SELECTION
Pond Plants Popular Questions Answered by Peter May
Top five (5) plants for vegetable pond filter What would you say are the top five plants that work well in a vegetable filter? Answer: The top of the pops, the plant that outperforms and outsells all others is the Norfolk reed, Phragmites australis. Not only does this hoover up pollution it oxygenates as well. Basically after that, you are after anything that grows fast and that can easily be cut down to the rootstock and disposed of, things like Cyperus longus (Sweet Galingale), Juncus effusus (Soft Rush) and Scirpus lacustris (the true bulrush). For a flora impact try the Butomus umbellatus (the flowering rush). Any of these will relish any excess nitrates and many of the other compounds in polluted water.
Aquatic and water garden plants without debris
We have got some raised borders around the edge of our patio, about 2ft from the pond. We would like to replant these borders this spring but want to choose some plants that will shed minimum debris so all the leaves don't end up in the pond. Can you recommend some pond friendly plants?
Answer: Now is the perfect time for getting in the summer bedding like Busy Lizzies, Begonias, Antirrhinums and Lobelias, the list is endless. If you pick off the dead flowers as they grow, the colour will be endless too until the first frosts of autumn.
So whilst plants you choose to go in your raised bed permanently, get established, they will fill in the gaps between them to make a splash of colour right from the start. It sounds like you want the permanent plants to be as maintenance free as possible.

DATA EXTRACT
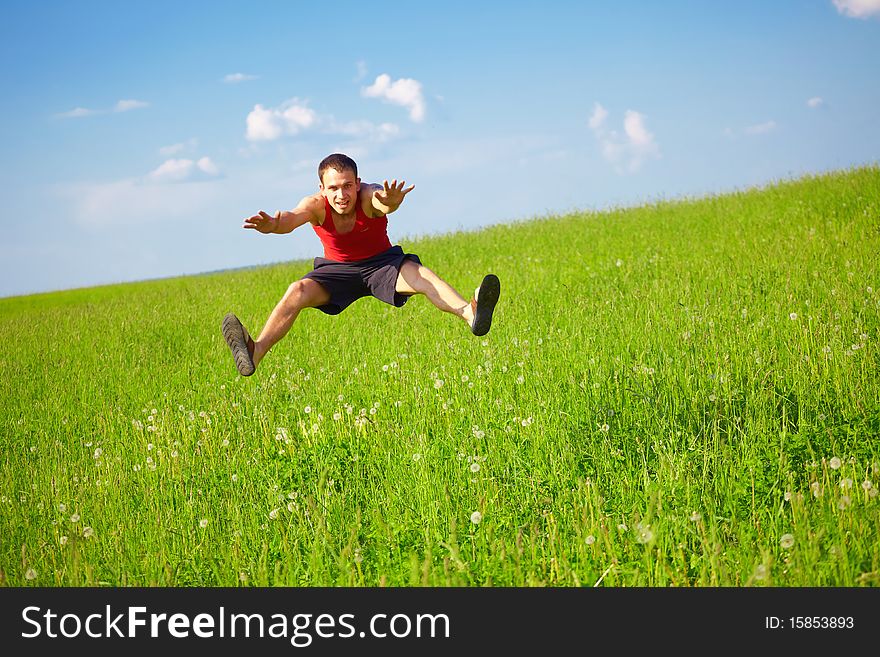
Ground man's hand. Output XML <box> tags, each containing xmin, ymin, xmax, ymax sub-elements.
<box><xmin>373</xmin><ymin>178</ymin><xmax>415</xmax><ymax>214</ymax></box>
<box><xmin>242</xmin><ymin>210</ymin><xmax>281</xmax><ymax>234</ymax></box>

EXERCISE DESCRIPTION
Could you repeat the pond plants Q&A from "Answer: Now is" to "frosts of autumn.", swapping "Begonias" for "Petunias"?

TASK RESPONSE
Answer: Now is the perfect time for getting in the summer bedding like Busy Lizzies, Petunias, Antirrhinums and Lobelias, the list is endless. If you pick off the dead flowers as they grow, the colour will be endless too until the first frosts of autumn.